__ARTIKEL__

'''

Tahun Depan, Pedagang Online Wajib Punya Izin

- Sabtu, 7 Desember 2019 | 10:36 WIB

JAKARTA – Pelaku bisnis online kini tak bebas lagi. Melalui PP Nomor 80 Tahun 2019 tentang Perdagangan melalui Sistem Elektronik, pemerintah resmi mewajibkan pelaku yang berjualan di e-commerce memiliki izin usaha. Dengan aturan itu, pelaku usaha atau online shop yang selama ini berjualan di Lazada, Bukalapak, Tokopedia, dan sebagainya wajib memiliki izin usaha.

Ekonom Indef Nailul Huda menyebutkan, salah satu alasan pemerintah membuat aturan itu adalah merapikan administrasi dari pelaku usaha bisnis digital yang selama ini belum tertata dengan rapi. Terutama soal data. “Nah, adanya aturan ini diharapkan ada data yang jelas bagi pemerintah,” ujarnya (4/12).

'''

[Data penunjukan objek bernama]
'''

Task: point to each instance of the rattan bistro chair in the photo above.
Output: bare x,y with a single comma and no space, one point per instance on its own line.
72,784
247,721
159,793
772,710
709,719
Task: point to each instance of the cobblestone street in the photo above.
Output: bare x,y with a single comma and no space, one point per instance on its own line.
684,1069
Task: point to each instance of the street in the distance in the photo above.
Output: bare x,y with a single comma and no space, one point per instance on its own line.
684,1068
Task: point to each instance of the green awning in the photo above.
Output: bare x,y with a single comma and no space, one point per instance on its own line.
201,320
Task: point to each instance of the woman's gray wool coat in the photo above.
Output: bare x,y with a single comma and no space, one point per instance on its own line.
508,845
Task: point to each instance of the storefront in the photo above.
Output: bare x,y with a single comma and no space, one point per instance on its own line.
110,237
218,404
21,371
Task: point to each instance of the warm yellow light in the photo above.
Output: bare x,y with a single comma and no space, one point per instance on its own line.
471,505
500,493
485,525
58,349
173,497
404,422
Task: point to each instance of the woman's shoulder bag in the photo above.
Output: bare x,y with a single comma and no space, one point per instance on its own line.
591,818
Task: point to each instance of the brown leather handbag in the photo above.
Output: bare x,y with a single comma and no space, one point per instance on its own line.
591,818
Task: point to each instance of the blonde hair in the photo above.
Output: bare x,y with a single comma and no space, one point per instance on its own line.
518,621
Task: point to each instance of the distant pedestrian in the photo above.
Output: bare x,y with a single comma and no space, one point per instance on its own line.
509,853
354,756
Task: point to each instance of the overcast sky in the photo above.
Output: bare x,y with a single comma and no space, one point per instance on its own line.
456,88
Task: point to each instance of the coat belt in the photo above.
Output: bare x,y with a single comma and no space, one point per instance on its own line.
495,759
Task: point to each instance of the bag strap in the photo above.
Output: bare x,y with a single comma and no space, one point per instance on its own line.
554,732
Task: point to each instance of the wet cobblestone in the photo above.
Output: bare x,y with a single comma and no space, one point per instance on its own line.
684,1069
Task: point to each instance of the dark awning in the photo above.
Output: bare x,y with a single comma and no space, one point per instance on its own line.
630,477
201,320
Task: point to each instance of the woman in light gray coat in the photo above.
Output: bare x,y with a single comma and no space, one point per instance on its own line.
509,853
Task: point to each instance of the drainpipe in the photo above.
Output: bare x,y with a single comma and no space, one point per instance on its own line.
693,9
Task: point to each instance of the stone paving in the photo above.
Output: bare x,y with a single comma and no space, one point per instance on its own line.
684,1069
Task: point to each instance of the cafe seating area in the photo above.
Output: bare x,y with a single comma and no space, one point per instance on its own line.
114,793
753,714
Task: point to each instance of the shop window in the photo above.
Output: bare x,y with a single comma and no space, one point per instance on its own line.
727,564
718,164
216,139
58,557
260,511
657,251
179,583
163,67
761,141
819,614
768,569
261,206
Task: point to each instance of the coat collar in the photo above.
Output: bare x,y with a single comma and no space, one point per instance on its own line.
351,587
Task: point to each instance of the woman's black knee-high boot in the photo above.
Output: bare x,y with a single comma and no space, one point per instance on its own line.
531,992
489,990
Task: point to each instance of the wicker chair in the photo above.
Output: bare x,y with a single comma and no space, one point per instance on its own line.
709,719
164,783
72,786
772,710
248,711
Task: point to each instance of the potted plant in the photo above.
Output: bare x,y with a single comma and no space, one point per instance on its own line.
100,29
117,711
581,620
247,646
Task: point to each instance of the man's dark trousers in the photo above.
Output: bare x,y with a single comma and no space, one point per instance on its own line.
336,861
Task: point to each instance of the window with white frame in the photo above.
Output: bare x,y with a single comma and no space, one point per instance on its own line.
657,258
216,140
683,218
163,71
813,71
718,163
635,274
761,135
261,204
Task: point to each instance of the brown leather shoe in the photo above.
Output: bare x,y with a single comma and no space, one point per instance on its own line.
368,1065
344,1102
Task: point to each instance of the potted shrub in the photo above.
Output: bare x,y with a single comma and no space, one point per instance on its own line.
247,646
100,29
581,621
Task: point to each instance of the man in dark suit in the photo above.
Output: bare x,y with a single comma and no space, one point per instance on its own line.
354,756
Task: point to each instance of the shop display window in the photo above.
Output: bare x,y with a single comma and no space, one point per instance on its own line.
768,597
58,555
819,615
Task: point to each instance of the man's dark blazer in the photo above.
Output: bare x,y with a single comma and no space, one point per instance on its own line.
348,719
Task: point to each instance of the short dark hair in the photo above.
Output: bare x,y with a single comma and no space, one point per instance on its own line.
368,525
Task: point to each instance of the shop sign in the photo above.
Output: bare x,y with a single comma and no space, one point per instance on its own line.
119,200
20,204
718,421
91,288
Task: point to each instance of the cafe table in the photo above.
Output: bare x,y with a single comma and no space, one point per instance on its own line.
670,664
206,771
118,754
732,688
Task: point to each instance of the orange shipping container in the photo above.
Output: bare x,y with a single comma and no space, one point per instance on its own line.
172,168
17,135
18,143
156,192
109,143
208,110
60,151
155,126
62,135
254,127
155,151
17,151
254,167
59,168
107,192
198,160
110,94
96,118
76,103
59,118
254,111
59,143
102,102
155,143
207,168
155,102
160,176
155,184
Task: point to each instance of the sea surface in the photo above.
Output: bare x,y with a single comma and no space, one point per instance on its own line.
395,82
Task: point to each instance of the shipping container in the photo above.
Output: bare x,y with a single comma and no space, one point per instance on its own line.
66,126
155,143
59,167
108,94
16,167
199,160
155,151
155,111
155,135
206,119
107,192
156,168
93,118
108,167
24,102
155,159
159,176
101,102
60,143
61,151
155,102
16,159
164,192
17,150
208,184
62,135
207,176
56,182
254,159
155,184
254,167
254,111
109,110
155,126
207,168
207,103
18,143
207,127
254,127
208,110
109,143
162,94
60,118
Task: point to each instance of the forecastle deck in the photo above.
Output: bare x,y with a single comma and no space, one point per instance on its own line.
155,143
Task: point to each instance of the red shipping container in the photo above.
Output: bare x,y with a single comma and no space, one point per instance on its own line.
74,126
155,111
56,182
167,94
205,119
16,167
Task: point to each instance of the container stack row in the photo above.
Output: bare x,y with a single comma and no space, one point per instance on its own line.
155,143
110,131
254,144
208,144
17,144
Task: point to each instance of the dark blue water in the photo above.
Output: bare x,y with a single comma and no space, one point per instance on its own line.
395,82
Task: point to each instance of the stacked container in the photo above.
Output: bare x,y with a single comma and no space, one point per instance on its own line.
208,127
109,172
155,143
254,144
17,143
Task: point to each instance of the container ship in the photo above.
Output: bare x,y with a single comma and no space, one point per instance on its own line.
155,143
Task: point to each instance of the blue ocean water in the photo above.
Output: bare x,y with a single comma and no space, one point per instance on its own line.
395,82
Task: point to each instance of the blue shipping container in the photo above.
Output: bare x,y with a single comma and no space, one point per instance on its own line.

'''

__TUGAS DAN LATIHAN__
1 - Jawablah pertanyaan berikut berdasarkan artikel tentang izin usaha pedagang online.
(a) Peraturan pemerintah nomor dan tahun berapa yang mewajibkan pelaku e-commerce memiliki izin usaha?
(b) Nailul Huda disebut sebagai ekonom dari lembaga apa?
(c) Menurut pernyataan Nailul Huda, apa yang diharapkan ada bagi pemerintah dengan adanya aturan ini?
2 - Menurut ekonom yang dikutip dalam artikel, apa salah satu alasan pemerintah membuat aturan izin usaha bagi pedagang online? Jelaskan dalam satu sampai tiga kalimat.
3 - Sebutkan semua nama platform e-commerce yang disebutkan dalam artikel.

__PEMBAHASAN JAWABAN__
1 -
(a) PP Nomor 80 Tahun 2019 tentang Perdagangan melalui Sistem Elektronik.
(b) Indef.
(c) Data yang jelas.

2 - Menurut Nailul Huda, salah satu alasannya adalah merapikan administrasi pelaku usaha bisnis digital yang selama ini belum tertata dengan rapi, terutama soal data. Dengan aturan ini, pemerintah diharapkan memiliki data yang jelas.

3 - Lazada, Bukalapak, Tokopedia